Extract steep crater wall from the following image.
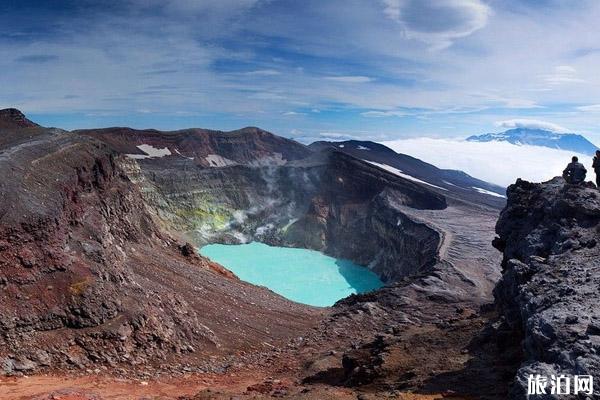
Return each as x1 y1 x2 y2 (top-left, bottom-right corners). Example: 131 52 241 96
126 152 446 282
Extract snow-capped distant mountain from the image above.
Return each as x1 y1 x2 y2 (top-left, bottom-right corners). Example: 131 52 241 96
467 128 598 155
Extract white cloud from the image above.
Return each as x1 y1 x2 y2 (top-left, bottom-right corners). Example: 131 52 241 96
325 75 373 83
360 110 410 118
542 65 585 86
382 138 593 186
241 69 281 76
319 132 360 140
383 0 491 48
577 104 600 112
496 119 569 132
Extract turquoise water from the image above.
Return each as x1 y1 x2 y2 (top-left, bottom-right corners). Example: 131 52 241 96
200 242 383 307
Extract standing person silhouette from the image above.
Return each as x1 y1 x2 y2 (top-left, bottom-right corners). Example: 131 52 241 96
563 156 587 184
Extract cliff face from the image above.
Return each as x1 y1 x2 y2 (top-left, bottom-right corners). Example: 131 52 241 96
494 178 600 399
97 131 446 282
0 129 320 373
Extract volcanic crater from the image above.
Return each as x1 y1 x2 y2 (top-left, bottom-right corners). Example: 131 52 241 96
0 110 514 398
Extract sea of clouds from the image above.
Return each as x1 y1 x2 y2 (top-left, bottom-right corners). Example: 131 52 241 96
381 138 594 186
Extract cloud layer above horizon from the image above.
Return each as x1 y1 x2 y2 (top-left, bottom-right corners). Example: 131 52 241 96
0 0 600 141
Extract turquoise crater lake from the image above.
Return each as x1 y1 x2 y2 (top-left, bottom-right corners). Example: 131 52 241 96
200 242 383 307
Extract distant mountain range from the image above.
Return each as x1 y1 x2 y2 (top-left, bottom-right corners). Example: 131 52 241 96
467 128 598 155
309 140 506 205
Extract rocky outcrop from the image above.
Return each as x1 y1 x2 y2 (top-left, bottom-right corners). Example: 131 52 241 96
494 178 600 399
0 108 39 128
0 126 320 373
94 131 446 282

# # # #

* **What is required**:
Copy out all of the material above word for word, leaving out the picture.

* **Finished answer**:
Extract steep crater wall from the following image.
Return each as x1 y1 x2 y2 (top-left, bottom-right corners). Example: 131 52 241 96
126 152 446 282
Extract snow-capped distant mountain from the image above.
Return each as x1 y1 x2 y2 (top-left, bottom-right corners). Example: 131 52 241 96
467 128 598 155
Extract white cloud from the image above.
Return each as x1 y1 x2 y2 (top-left, bottom-right corners). Example: 131 52 241 96
325 75 373 83
360 110 410 118
542 65 585 86
382 138 593 186
241 69 281 76
319 132 360 140
383 0 491 48
577 104 600 112
496 119 569 132
Extract turquoise water from the image above.
Return each as x1 y1 x2 y2 (top-left, bottom-right corners). Example: 131 52 241 96
200 242 383 307
Extract standing person silhouette from the image above.
Return each as x1 y1 x2 y2 (top-left, bottom-right corners). Example: 131 52 241 96
563 156 587 184
Extract cliff face from the image above.
Return each as x1 y1 x2 y2 (top-left, bottom-right corners). Example: 131 52 241 96
494 178 600 399
97 131 446 282
0 129 320 373
Extract volcanic crater from the image above.
Return each as x1 y1 x2 y2 (top-left, bottom-right corners). Example: 131 52 241 96
0 110 514 398
Extract sea of clouds from the image above.
Return each as x1 y1 x2 y2 (top-left, bottom-right corners). Example: 131 52 241 96
381 138 594 186
Extract cloud layer above horizon from the image above.
Return each as x1 y1 x2 y2 (top-left, bottom-right corners). Example: 131 52 241 96
0 0 600 141
Extract turquoise crater lake from the image above.
Return each as x1 y1 x2 y2 (top-left, bottom-right corners). Example: 131 52 241 96
200 242 383 307
Extract distant mountain range from the image above.
Return each as x1 y1 x2 y2 (top-left, bottom-right corners). Example: 131 52 241 96
467 128 598 155
309 140 506 205
Extract rocky outcrop from the image above.
Return each as x1 y1 x2 y2 (top-left, bottom-right corners). Example: 131 52 241 96
494 178 600 399
0 108 39 128
0 126 320 373
94 131 446 282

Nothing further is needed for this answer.